▶ Text segment
□ □ □

Despite the grandeur being prepared by the White House, this occasion will not be classified as an official state visit, as Crown Prince bin Salman does not hold the title of Saudi Arabia’s head of state.

President Donald Trump and Saudi Crown Prince Mohammed bin Salman attend a signing ceremony at the Saudi Royal Court on May 13, in Riyadh, Saudi Arabia. (Win McNamee/Getty Images via CNN Newsource)

That role belongs to his father, King Salman, who is currently 89 years old.

However, the crown prince has taken charge of most of the kingdom’s daily governance and represents Saudi Arabia at international summits and diplomatic events as its de facto leader.

The meetings on Tuesday will mark Prince bin Salman’s first visit to the White House in more than seven years.

Trump has worked to cultivate a close relationship with the kingdom’s de facto ruler in the hopes he will decide to establish diplomatic ties with Israel, which would be a major advancement of the president’s signature Abraham Accords — a longtime goal of the president’s.

“The Abraham Accords will be a part we’re going to be discussing,” Trump said on Friday.

“I hope that Saudi Arabia will be going into the Abraham Accords fairly shortly.”

The prince last visited Washington in 2018, months before the murder of dissident journalist Jamal Khashoggi at a Saudi consulate in Turkey.

A CIA assessment released afterward found the prince had likely ordered the assassination, though he has long denied any involvement.

Trump never entirely cut off ties with the crown prince during his first term, though he wasn’t invited back to the White House.

Even Trump’s successor President Joe Biden, who vowed as a candidate to make Saudi Arabia a “pariah” for its human rights record, visited Riyadh while in office and fist bumped Prince bin Salman.

With Tuesday’s visit, any semblance of a rupture in US-Saudi ties appears to have disappeared.

The plans include a welcome ceremony involving military bands, a bilateral meeting in the Oval Office and a black-tie dinner in the evening.

Saudi King Salman
In this photo released by Saudi Royal Palace, Saudi King Salman attends the G20 Leaders’ Summit via videoconference at the royal palace in Riyadh, Saudi Arabia, Saturday, October 30.2021. (Bandar Aljaloud/Saudi Royal Palace via AP)

The first tranche of invitations has been sent out and the guest list includes largely chief executives, as well as lawmakers and governors — some of whom Trump himself called to invite to the dinner, people familiar with the plans said.

The event will be coordinated by first lady Melania Trump, as all state visits are planned through the first lady’s office.

□ □ □

▶ Dataset rows
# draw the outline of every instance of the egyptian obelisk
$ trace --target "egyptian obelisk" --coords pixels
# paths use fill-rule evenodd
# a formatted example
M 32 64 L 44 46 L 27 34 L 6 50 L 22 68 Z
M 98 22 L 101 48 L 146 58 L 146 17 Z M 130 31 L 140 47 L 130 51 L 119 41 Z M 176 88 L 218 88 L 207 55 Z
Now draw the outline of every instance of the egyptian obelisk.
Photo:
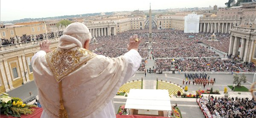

□ □ □

▶ Problems to solve
1 – According to the article on the Saudi crown prince's White House visit, what events do the plans for Tuesday's visit include? List each one.
2 – Output every line of the records verbatim and in order. Leave the picture out of your output.

▶ Full answers
1 –
- A welcome ceremony involving military bands
- A bilateral meeting in the Oval Office
- A black-tie dinner in the evening

2 –
# draw the outline of every instance of the egyptian obelisk
$ trace --target "egyptian obelisk" --coords pixels
# paths use fill-rule evenodd
# a formatted example
M 32 64 L 44 46 L 27 34 L 6 50 L 22 68 Z
M 98 22 L 101 48 L 146 58 L 146 17 Z M 130 31 L 140 47 L 130 51 L 119 41 Z M 176 88 L 218 88 L 207 55 Z
Now draw the outline of every instance of the egyptian obelisk.
Photo:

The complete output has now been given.